▶ Your assignment
Starting at the line below with "sample | [30, 62]" and stopping at the line with "sample | [202, 85]", please print each line exactly, those two included, and skip every picture.

+ + + + + + +

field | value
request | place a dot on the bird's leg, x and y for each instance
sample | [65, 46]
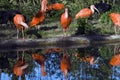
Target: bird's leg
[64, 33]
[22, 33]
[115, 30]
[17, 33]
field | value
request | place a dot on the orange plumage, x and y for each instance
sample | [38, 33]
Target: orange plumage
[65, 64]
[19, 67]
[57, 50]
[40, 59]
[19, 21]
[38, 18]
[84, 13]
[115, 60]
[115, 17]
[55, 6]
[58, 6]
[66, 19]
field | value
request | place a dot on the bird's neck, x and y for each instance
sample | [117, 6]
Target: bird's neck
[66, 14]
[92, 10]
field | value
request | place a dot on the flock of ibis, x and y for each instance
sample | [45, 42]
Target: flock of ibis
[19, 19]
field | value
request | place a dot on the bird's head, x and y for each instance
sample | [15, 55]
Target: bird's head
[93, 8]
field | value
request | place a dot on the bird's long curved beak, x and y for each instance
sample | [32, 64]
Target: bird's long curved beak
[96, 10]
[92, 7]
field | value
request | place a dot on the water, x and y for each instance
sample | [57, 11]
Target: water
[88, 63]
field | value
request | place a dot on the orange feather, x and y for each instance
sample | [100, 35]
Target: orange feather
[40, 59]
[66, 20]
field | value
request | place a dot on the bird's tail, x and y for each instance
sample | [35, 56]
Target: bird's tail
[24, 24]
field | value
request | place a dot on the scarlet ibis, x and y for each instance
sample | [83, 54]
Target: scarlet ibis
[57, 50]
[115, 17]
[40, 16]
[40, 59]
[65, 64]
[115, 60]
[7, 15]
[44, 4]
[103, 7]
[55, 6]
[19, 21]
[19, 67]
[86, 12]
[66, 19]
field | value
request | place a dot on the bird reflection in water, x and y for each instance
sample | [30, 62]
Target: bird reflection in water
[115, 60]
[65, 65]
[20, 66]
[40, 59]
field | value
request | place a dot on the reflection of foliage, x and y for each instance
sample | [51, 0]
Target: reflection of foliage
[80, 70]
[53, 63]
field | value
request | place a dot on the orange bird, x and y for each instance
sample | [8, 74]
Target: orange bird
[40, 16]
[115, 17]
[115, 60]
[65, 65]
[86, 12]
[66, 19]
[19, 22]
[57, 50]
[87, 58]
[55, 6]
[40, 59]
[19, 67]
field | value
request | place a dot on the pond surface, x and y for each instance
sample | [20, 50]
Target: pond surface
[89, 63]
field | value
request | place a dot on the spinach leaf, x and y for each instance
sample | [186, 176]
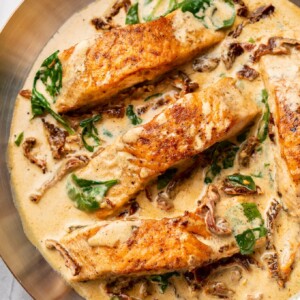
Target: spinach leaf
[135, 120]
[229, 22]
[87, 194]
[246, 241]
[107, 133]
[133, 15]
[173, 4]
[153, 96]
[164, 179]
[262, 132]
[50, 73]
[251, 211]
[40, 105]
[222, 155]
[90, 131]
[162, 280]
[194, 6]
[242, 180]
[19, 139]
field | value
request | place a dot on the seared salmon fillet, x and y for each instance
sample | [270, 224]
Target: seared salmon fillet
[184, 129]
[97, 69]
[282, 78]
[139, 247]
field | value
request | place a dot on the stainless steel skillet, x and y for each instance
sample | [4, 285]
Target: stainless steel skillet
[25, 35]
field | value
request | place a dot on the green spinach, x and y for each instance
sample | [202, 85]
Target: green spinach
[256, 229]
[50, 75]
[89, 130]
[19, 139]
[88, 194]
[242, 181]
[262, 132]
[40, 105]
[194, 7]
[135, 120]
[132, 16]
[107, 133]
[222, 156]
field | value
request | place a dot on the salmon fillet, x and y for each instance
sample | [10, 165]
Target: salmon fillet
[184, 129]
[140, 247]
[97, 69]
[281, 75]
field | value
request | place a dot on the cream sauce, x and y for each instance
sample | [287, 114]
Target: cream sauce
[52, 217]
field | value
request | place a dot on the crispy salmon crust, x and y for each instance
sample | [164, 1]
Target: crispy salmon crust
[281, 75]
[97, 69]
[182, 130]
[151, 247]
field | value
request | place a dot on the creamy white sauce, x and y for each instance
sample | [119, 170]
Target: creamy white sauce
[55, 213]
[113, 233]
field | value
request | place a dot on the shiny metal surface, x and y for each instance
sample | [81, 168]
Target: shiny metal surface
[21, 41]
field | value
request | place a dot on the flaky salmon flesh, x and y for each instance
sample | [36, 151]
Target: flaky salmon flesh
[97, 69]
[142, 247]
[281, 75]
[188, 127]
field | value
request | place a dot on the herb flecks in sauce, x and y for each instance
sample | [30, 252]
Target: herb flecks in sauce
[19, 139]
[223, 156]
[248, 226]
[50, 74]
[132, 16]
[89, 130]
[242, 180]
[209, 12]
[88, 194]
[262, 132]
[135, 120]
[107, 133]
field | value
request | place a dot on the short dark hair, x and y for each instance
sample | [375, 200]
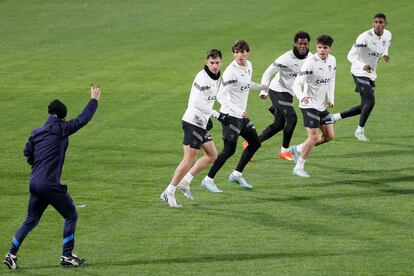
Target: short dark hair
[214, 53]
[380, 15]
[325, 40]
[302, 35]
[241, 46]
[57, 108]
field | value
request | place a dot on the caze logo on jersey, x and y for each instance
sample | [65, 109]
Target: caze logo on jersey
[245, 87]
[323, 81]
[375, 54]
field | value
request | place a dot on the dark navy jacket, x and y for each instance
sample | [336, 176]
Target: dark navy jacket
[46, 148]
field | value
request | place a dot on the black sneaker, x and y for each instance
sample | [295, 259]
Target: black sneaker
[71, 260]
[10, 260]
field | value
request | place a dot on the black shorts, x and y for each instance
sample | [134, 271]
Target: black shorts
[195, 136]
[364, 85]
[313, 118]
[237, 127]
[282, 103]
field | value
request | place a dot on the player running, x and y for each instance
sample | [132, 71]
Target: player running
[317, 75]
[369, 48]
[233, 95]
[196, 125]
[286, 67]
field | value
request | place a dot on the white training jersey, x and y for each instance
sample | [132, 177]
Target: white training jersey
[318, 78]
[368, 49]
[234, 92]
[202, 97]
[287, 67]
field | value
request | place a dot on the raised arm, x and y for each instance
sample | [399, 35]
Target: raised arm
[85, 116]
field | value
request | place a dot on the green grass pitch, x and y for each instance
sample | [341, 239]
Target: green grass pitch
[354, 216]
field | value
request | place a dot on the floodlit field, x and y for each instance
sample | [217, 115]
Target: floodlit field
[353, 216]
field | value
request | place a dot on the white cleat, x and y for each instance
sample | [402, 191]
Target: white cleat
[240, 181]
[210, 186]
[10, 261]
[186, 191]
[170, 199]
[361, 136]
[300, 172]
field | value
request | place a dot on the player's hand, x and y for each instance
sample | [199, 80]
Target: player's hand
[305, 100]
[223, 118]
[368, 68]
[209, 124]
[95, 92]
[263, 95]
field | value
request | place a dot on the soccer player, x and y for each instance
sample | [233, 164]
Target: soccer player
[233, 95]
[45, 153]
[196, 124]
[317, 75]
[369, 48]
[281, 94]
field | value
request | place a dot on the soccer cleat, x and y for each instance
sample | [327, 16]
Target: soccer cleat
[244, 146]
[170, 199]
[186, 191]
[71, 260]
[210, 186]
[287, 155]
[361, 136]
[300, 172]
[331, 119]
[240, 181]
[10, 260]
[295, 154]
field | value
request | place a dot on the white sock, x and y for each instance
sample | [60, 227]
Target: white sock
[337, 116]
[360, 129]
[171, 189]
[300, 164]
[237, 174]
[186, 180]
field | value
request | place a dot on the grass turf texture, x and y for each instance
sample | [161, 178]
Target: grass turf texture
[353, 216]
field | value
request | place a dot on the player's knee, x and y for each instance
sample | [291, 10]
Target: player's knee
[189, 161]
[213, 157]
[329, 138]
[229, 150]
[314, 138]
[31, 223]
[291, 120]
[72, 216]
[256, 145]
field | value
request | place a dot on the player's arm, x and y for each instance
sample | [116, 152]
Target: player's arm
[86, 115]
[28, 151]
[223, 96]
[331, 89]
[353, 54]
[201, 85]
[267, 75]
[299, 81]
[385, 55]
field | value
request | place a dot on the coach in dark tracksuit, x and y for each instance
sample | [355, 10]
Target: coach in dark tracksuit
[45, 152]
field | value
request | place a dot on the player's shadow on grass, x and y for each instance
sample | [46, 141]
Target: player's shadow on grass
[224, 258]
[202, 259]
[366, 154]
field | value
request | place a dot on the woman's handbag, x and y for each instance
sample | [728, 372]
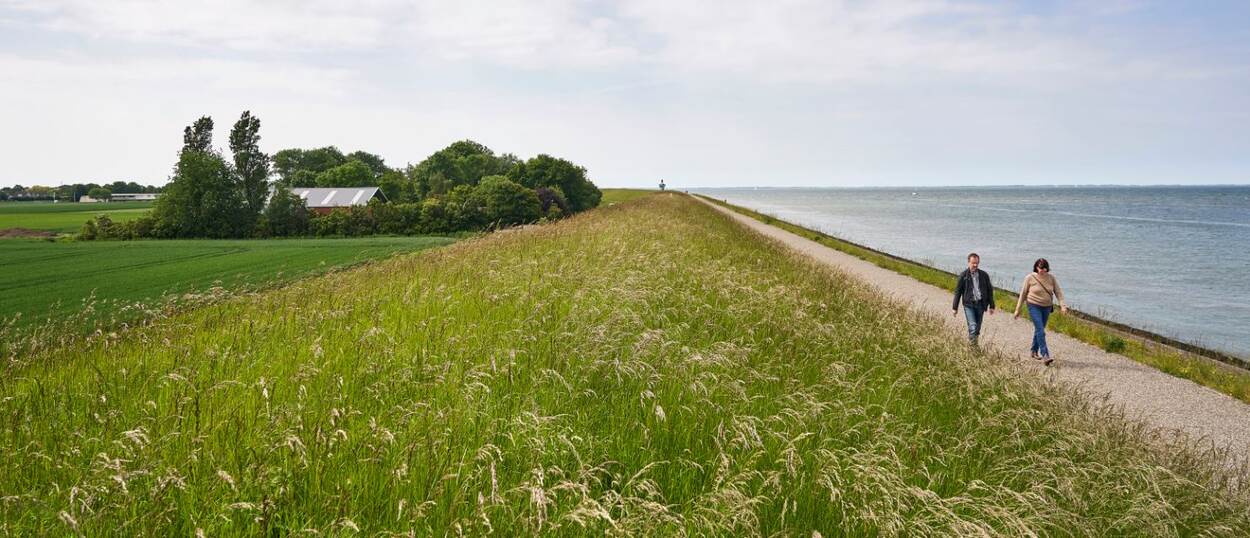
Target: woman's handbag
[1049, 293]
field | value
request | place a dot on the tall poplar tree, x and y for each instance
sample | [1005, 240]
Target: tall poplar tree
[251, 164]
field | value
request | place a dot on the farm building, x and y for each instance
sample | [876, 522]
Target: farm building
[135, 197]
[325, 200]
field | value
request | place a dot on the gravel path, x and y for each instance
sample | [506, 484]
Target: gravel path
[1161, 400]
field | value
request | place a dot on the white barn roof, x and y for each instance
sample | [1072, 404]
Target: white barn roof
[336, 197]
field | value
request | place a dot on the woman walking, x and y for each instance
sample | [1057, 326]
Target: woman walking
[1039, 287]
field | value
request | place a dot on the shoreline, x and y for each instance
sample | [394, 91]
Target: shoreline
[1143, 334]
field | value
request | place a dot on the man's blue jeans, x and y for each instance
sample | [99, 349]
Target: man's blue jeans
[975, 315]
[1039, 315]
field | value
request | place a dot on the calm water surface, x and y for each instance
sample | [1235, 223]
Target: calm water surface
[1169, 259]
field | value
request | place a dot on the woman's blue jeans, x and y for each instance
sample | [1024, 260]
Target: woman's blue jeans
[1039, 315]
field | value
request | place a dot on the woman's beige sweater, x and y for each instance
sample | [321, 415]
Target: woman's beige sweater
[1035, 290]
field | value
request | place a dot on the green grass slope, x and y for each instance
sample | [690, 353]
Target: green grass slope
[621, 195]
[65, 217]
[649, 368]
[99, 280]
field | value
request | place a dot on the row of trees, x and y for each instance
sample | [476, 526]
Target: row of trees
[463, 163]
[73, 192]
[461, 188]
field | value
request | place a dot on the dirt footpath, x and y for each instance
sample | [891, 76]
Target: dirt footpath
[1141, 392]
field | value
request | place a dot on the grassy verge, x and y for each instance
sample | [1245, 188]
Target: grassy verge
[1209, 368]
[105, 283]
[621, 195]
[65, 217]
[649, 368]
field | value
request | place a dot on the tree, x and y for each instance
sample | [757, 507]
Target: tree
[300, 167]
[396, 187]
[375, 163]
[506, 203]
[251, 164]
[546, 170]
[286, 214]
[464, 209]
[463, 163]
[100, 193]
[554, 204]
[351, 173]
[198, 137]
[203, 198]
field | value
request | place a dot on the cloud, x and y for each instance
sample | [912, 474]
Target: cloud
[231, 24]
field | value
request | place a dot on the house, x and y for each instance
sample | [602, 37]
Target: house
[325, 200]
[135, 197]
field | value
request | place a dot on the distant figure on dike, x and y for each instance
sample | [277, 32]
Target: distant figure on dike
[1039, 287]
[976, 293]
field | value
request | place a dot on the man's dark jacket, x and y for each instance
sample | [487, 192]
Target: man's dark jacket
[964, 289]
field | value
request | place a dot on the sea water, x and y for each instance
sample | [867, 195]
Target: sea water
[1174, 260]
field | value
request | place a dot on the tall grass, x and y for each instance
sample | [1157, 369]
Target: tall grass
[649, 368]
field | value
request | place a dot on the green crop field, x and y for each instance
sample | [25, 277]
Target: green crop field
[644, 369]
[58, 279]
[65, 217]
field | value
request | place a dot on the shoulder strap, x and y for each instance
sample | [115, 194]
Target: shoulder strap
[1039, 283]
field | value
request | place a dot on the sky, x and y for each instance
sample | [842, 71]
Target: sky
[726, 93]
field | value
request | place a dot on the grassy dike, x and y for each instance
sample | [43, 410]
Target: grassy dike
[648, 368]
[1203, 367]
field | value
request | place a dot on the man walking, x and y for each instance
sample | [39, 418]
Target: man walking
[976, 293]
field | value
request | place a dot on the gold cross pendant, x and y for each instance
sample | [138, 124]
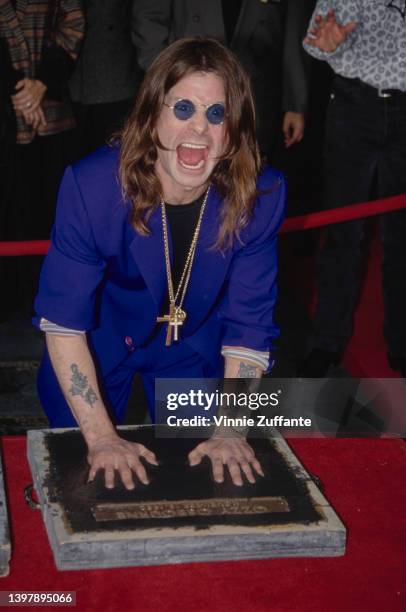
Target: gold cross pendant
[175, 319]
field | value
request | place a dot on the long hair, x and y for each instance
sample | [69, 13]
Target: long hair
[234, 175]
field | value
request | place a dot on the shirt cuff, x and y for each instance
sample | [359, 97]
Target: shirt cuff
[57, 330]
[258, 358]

+ + + + + + +

▶ Result of the exercise
sample | [30, 62]
Target: bird reflection in water
[115, 60]
[65, 65]
[20, 66]
[40, 59]
field | value
request | place a dot on the reflection of foliage, x and y for each instance
sample | [51, 0]
Target: reflection of foliage
[80, 70]
[53, 63]
field | value
request | place a dot on the orange bird, x and y for each instance
sample | [8, 74]
Target: orange bird
[40, 16]
[115, 17]
[115, 60]
[65, 65]
[86, 12]
[66, 19]
[19, 22]
[57, 50]
[87, 58]
[55, 6]
[40, 59]
[19, 67]
field | value
request | place a dot on the pond surface, x and y for each instance
sample | [20, 50]
Target: pond surface
[89, 63]
field | value
request | place a dot on the spinach leaf, x and y for each instance
sample | [186, 176]
Target: spinach leaf
[135, 120]
[229, 22]
[87, 194]
[246, 241]
[107, 133]
[133, 15]
[173, 4]
[153, 96]
[164, 179]
[262, 132]
[50, 73]
[251, 211]
[40, 105]
[222, 155]
[90, 131]
[162, 280]
[194, 6]
[242, 180]
[19, 139]
field | value
request | place a dot on the seared salmon fillet, x and y for each instance
sample | [270, 224]
Target: seared salmon fillet
[184, 129]
[97, 69]
[282, 78]
[139, 247]
field | value
request | place a dot on the stainless steel skillet, x and y for each instance
sample | [4, 285]
Target: stainless steel skillet
[25, 35]
field | value
request | place a dot on the green spinach, x and y for each instance
sample | [202, 85]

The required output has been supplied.